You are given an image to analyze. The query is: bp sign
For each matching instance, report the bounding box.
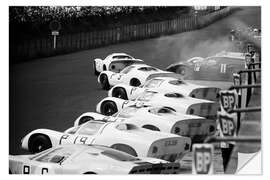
[49,20,61,31]
[192,144,214,174]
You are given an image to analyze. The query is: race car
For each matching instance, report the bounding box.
[93,53,143,75]
[22,121,191,161]
[96,91,219,119]
[98,64,181,90]
[166,51,249,82]
[74,105,216,143]
[9,145,180,174]
[108,77,220,101]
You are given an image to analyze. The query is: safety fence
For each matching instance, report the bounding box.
[10,7,236,62]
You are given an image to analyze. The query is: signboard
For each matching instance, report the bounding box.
[49,20,61,49]
[52,31,59,36]
[49,20,61,31]
[219,89,238,114]
[192,144,214,174]
[217,89,238,148]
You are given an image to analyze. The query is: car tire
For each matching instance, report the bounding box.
[100,74,110,90]
[111,144,138,157]
[93,61,99,76]
[78,116,94,125]
[142,124,160,131]
[29,134,52,153]
[100,101,118,116]
[129,78,141,87]
[112,87,128,100]
[175,65,193,79]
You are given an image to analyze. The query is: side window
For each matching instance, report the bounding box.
[144,79,163,88]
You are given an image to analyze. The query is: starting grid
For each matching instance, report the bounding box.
[192,42,261,174]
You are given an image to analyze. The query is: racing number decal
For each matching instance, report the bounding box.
[194,63,201,71]
[220,90,237,113]
[59,134,88,144]
[220,64,227,74]
[23,165,49,174]
[130,87,137,95]
[122,100,129,109]
[59,134,69,144]
[192,144,214,174]
[218,115,236,136]
[41,168,49,174]
[80,137,87,144]
[23,165,30,174]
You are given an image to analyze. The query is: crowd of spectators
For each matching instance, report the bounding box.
[9,6,190,40]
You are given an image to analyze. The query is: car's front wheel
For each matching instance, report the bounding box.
[100,74,110,90]
[112,87,128,100]
[29,134,52,153]
[100,101,118,116]
[129,78,141,87]
[93,61,99,76]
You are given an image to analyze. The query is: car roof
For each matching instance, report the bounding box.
[149,77,182,81]
[211,51,245,60]
[108,53,130,57]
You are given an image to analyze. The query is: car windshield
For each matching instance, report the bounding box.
[78,121,105,135]
[144,79,164,88]
[121,66,134,74]
[109,59,139,73]
[118,106,138,118]
[35,146,76,163]
[112,55,133,59]
[149,107,175,115]
[138,66,157,71]
[67,125,81,134]
[96,146,140,161]
[138,91,157,101]
[169,79,186,86]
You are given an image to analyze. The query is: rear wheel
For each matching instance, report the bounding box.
[100,74,110,90]
[29,134,52,153]
[129,78,141,87]
[111,144,138,156]
[100,101,118,116]
[93,61,99,76]
[143,125,160,131]
[175,65,193,79]
[79,116,94,125]
[112,88,128,100]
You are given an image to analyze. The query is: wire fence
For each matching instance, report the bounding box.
[10,7,235,62]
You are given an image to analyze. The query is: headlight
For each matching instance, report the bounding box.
[209,126,216,133]
[174,127,180,134]
[152,146,158,154]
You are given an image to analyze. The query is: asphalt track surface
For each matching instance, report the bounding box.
[9,7,261,173]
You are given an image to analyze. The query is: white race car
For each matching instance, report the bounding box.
[22,121,191,161]
[93,53,143,75]
[9,145,180,174]
[96,91,219,119]
[98,64,181,90]
[74,105,216,143]
[108,77,220,101]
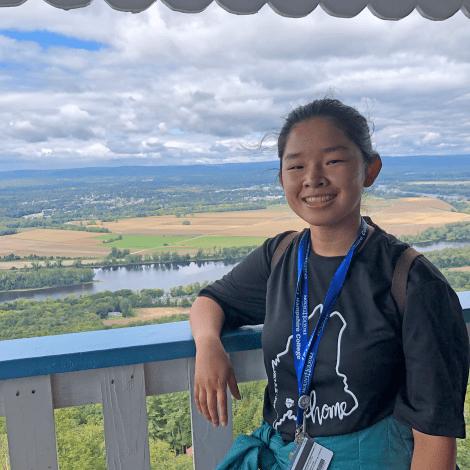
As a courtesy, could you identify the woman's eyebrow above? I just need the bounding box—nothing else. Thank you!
[323,144,347,153]
[283,153,300,160]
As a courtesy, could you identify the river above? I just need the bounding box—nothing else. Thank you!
[0,261,237,302]
[0,241,470,303]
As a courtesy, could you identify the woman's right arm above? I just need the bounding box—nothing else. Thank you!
[189,297,241,427]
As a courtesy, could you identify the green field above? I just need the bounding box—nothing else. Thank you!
[93,235,266,251]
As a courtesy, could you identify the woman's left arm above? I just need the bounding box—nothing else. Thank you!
[411,429,457,470]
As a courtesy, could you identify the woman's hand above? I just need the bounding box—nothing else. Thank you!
[411,429,457,470]
[194,337,241,427]
[189,297,241,427]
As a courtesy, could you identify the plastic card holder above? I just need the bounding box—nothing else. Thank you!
[287,437,333,470]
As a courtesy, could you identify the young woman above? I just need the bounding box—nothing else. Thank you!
[190,99,469,470]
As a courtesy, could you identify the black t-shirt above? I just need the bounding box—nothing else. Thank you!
[200,229,469,441]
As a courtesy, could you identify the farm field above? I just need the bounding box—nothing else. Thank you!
[93,235,266,251]
[103,307,189,325]
[0,197,470,260]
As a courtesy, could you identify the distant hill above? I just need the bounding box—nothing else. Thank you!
[0,155,470,182]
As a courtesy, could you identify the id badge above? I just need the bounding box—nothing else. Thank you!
[287,437,333,470]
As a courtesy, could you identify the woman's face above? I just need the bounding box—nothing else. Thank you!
[280,118,380,227]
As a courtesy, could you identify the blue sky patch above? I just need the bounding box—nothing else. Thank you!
[0,29,107,51]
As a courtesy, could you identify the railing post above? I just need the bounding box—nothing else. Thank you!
[100,364,150,470]
[2,375,58,470]
[188,357,233,470]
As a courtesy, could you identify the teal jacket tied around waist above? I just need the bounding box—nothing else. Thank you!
[216,416,413,470]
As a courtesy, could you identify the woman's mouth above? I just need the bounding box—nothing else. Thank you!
[304,194,337,204]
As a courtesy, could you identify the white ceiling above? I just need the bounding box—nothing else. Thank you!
[0,0,470,21]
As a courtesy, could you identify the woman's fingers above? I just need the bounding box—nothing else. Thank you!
[217,386,228,426]
[227,369,242,400]
[206,390,219,427]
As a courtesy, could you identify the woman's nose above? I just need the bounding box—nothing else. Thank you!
[304,168,326,188]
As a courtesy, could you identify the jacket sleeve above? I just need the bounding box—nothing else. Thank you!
[199,232,298,328]
[394,258,469,438]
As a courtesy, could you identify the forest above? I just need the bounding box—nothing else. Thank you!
[0,380,266,470]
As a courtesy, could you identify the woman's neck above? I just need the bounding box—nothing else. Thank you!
[310,217,374,257]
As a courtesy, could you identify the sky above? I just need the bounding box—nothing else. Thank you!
[0,0,470,171]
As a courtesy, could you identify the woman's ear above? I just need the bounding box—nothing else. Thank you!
[364,157,382,188]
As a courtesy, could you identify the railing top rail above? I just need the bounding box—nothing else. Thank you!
[0,291,470,380]
[0,321,262,380]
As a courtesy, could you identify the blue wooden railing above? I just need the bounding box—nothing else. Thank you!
[0,291,470,470]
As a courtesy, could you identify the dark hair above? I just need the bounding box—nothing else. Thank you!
[277,98,380,171]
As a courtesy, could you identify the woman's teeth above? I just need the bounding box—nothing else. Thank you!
[305,194,336,202]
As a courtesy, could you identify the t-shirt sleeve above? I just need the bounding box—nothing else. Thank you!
[199,232,289,328]
[394,258,469,438]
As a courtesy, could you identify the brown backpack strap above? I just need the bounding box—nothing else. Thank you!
[271,232,300,272]
[391,247,423,317]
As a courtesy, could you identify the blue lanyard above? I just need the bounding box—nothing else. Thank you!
[292,218,369,431]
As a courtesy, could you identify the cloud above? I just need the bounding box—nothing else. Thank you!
[0,0,470,170]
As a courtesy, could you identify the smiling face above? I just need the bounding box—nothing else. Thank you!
[280,118,381,233]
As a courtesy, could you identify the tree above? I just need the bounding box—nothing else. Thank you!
[148,392,192,454]
[55,406,106,470]
[119,298,132,317]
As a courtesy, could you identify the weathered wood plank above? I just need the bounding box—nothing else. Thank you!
[230,349,268,382]
[2,375,58,470]
[188,358,233,470]
[100,364,150,470]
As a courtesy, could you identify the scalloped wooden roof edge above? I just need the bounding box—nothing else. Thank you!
[0,0,470,21]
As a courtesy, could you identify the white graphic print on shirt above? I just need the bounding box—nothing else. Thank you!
[271,304,359,429]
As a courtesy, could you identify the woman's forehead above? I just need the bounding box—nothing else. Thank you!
[283,118,355,156]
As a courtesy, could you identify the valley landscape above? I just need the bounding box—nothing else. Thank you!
[0,159,470,470]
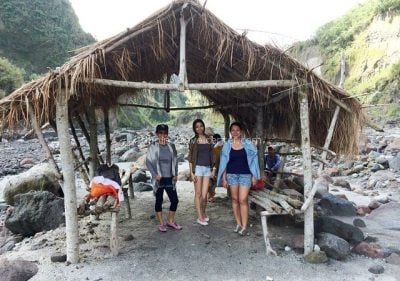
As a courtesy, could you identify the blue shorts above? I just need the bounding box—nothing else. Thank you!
[194,165,211,177]
[226,174,251,187]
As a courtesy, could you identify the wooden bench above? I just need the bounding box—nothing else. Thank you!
[249,189,304,256]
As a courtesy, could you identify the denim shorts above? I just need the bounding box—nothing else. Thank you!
[194,165,211,177]
[226,174,251,187]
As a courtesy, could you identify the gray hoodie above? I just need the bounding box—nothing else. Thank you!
[146,142,178,191]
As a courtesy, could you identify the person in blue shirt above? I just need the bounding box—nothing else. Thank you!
[264,146,282,176]
[217,122,260,235]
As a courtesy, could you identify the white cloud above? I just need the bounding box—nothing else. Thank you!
[70,0,366,45]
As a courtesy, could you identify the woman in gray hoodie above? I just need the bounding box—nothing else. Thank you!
[146,124,182,232]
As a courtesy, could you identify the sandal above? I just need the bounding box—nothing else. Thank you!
[158,224,167,232]
[167,222,182,230]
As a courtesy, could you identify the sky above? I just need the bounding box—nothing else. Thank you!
[70,0,366,47]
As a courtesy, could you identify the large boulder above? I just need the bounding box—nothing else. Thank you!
[5,191,65,236]
[315,217,364,244]
[0,258,39,281]
[0,163,62,205]
[319,193,357,216]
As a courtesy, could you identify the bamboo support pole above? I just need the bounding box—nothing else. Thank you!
[298,89,314,255]
[110,211,119,256]
[318,106,340,174]
[103,108,111,165]
[260,211,277,256]
[56,87,79,263]
[71,147,90,190]
[69,119,89,175]
[300,184,318,212]
[25,96,62,179]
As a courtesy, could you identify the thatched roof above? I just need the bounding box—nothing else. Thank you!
[0,0,364,154]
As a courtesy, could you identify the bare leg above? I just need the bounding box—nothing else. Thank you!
[168,211,175,224]
[230,185,242,226]
[156,212,164,225]
[194,176,203,220]
[239,186,250,229]
[201,177,210,219]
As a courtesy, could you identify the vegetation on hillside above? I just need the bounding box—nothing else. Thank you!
[0,57,24,98]
[0,0,95,76]
[291,0,400,117]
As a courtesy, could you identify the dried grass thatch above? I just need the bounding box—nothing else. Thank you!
[0,0,364,154]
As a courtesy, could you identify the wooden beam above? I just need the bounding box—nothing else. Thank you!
[179,3,188,91]
[56,89,79,263]
[83,78,297,91]
[222,110,231,140]
[318,106,340,173]
[103,107,111,165]
[69,119,89,173]
[25,96,62,179]
[88,105,99,179]
[298,89,314,255]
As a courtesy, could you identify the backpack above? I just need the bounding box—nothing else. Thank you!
[96,164,121,185]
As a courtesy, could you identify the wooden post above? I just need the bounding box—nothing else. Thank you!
[103,107,111,165]
[318,105,340,174]
[222,113,231,140]
[25,96,61,179]
[255,107,265,175]
[88,105,98,179]
[298,89,314,255]
[179,3,188,91]
[69,119,89,173]
[274,123,296,188]
[56,87,79,263]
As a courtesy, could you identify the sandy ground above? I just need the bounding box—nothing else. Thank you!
[5,179,400,281]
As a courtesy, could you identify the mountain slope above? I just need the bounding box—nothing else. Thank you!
[0,0,95,77]
[291,0,400,118]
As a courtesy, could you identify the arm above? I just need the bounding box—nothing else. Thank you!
[146,145,157,178]
[271,154,282,171]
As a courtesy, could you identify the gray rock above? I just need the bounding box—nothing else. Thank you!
[318,233,350,260]
[5,191,65,236]
[353,218,366,227]
[333,179,351,190]
[389,154,400,172]
[368,265,385,274]
[315,217,364,244]
[132,170,147,182]
[386,253,400,266]
[0,259,39,281]
[368,202,400,230]
[319,193,357,216]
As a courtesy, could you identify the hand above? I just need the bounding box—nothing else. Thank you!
[251,177,257,186]
[190,173,197,183]
[222,179,228,189]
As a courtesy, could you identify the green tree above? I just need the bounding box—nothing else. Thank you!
[0,57,24,95]
[0,0,95,77]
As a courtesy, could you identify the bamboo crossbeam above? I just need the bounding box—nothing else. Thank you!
[83,78,297,91]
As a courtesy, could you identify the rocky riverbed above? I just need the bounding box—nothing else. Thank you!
[0,124,400,281]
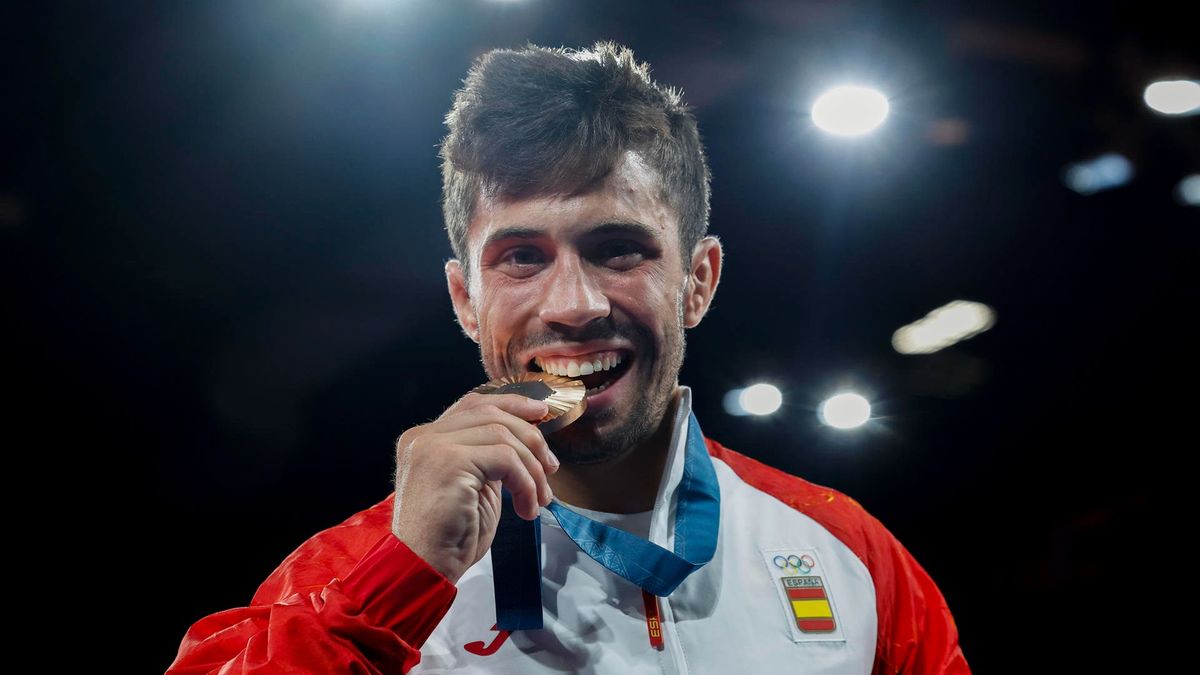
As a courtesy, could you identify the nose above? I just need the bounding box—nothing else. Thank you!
[538,255,610,328]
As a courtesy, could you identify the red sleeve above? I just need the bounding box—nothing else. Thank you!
[865,514,971,675]
[708,440,971,675]
[167,497,456,675]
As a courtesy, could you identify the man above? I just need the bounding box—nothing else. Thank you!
[170,43,968,674]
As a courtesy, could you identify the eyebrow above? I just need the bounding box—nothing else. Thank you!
[480,221,659,251]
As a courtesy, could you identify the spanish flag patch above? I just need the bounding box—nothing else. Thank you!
[780,577,838,633]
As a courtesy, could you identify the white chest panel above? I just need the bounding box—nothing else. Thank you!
[413,459,876,675]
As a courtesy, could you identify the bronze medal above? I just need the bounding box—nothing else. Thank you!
[472,372,588,434]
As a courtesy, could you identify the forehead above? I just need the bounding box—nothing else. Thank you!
[467,151,679,258]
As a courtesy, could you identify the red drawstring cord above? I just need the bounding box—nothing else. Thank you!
[642,590,662,651]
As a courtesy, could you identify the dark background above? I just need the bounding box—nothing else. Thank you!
[11,0,1200,673]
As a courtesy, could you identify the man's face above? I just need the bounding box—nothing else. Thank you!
[448,153,720,464]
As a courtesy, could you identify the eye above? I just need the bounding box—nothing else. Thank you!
[594,239,646,270]
[496,246,546,276]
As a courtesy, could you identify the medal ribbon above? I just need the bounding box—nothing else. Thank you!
[492,414,721,631]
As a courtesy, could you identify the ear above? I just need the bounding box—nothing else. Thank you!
[445,259,479,345]
[683,237,724,328]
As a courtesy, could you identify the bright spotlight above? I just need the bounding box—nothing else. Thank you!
[738,384,784,414]
[821,394,871,429]
[1175,173,1200,207]
[812,85,889,136]
[1141,79,1200,115]
[721,389,750,417]
[1062,153,1133,195]
[892,300,996,354]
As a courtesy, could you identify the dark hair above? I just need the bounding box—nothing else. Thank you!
[442,42,709,269]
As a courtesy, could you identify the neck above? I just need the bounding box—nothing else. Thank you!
[550,392,679,513]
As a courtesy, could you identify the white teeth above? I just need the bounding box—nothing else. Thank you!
[534,352,622,377]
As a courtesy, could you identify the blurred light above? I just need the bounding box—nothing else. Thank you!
[721,389,750,417]
[892,300,996,354]
[812,85,889,136]
[821,394,871,429]
[1141,79,1200,115]
[1063,153,1133,195]
[1175,173,1200,207]
[738,384,784,414]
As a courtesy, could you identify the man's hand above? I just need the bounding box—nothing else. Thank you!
[391,394,558,583]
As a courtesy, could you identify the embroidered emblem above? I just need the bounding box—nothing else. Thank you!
[780,567,838,633]
[762,548,846,643]
[462,623,509,656]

### Task to complete
Could you rewrite the material from the line with "is: car roof" through the line with "[108,53,130,57]", offsetting every bounding box coordinate by -37 and keeping the other lines unchanged?

### Expected answer
You are given an image to analyze. The query is: car roof
For each matching instance, report the bounding box.
[112,40,145,44]
[174,14,208,23]
[71,16,93,20]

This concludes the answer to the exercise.